Consignes:
A) D'après le texte sur In Search of Darkness, en combien de temps le projet a-t-il été financé ?
B) Modifiez, s'il vous plaît, le passage du texte sur In Search of Darkness allant de « Et c’est là » jusqu'à « voir le jour. » inclus, en remplaçant « nostalgie » par « mélancolie ».
C) Poursuivez le texte sur In Search of Darkness à partir de l'endroit où il s'arrête.

Un peu plus de quatre heures de frissons intenses ! Frissons de peur et de plaisir. Voilà ce que nous offre David A. Weiner avec son documentaire In Search of Darkness. Né d’un projet comme seul l’ère Internet a su rendre possible, cet essai érudit sur le cinéma d’horreur des années 80 est le résultat d’une campagne de financement participative initialement lancée sur Kickstarter. Financé en deux jours, ce projet d’amoureux du cinéma de genre a récolté 100 K$ sur la plateforme initiale et 250 K$ supplémentaires sur Indiegogo par la suite (cette seconde plateforme servant souvent de relais à des campagnes financées sur la première, afin d’augmenter la cagnotte et offrir donc un peu plus de marge aux créateurs).

Et c’est là qu’on voit qu’une fanbase de geek existe bel et bien sur les plateformes de financement participatif. Et que le geek est effectivement devenu roi au tournant des années 2000. On –car je m’inclus dans la catégorie, bien sûr- est devenu la middle-class qui a les moyens de financer ses passions. Et là où nos parents rêvaient d’un coupé-sport ou d’une villa à la mer, nous sommes plus enclins à financer ce genre de projet qui surfent à fond sur la nostalgie et la culture « alternative« . Enfin, la culture qui était alternative, puisqu’elle est aujourd’hui dominante. Et c’est tant mieux si cela permet à ce genre d’œuvre de voir le jour.

Entrées fournies:

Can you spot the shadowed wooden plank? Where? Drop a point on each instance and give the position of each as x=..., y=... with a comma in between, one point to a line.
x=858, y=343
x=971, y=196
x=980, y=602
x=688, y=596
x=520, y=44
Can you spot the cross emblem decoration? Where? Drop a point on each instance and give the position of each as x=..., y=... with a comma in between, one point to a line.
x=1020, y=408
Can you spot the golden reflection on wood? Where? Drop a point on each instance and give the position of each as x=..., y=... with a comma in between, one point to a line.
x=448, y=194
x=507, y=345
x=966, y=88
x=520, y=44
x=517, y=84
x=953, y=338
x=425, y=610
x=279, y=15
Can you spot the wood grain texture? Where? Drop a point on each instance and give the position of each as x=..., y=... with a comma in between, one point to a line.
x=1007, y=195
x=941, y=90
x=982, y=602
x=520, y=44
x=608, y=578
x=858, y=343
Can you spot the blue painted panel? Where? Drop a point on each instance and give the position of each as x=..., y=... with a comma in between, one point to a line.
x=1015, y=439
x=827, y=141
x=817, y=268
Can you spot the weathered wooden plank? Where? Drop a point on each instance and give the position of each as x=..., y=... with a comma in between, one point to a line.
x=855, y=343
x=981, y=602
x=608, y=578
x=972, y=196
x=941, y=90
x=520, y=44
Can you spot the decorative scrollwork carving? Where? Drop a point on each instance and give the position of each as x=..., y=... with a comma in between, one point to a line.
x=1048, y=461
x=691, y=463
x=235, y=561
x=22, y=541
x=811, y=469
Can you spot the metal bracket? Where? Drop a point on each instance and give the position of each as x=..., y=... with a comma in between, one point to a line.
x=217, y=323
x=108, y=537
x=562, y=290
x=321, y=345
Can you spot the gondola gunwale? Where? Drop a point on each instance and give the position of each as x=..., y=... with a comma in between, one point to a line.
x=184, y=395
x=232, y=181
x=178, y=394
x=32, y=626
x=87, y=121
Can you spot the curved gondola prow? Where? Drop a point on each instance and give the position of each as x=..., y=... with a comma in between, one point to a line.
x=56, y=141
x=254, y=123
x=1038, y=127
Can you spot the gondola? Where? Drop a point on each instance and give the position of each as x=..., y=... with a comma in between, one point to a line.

Réponses attendues:
A) En deux jours.

B)
Et c’est là qu’on voit qu’une fanbase de geek existe bel et bien sur les plateformes de financement participatif. Et que le geek est effectivement devenu roi au tournant des années 2000. On –car je m’inclus dans la catégorie, bien sûr- est devenu la middle-class qui a les moyens de financer ses passions. Et là où nos parents rêvaient d’un coupé-sport ou d’une villa à la mer, nous sommes plus enclins à financer ce genre de projet qui surfent à fond sur la mélancolie et la culture « alternative« . Enfin, la culture qui était alternative, puisqu’elle est aujourd’hui dominante. Et c’est tant mieux si cela permet à ce genre d’œuvre de voir le jour.

C)
Il est sans doute impossible de citer dans ces critiques l’ensemble des films dont il est question dans In Search of Darkness. Ils y sont sans doute tous (ou, en tous les cas, tous ceux qui nous ont marqué dans notre jeunesse). Le documentaire est intelligemment construit en années et en thématique. Après un chapitre consacré aux films sortis en 1980, on aura donc droit à un chapitre plus court sur l’art du makeup dans les films de monstres, ou encore sur le lien entre sexe et films d’horreur, avant de revenir à un chapitre plus systématique sur les films sortis en 1981. Et ainsi de suite. Et, comme je le disais, l’approche permet de vraiment faire un tour complet du cinéma d’horreur des années 80, en évoquant tant Les Griffes de la Nuit, Vendredi 13 et The Thing que les improbables suites de Psychose, The Blob ou bien sûr Chuky.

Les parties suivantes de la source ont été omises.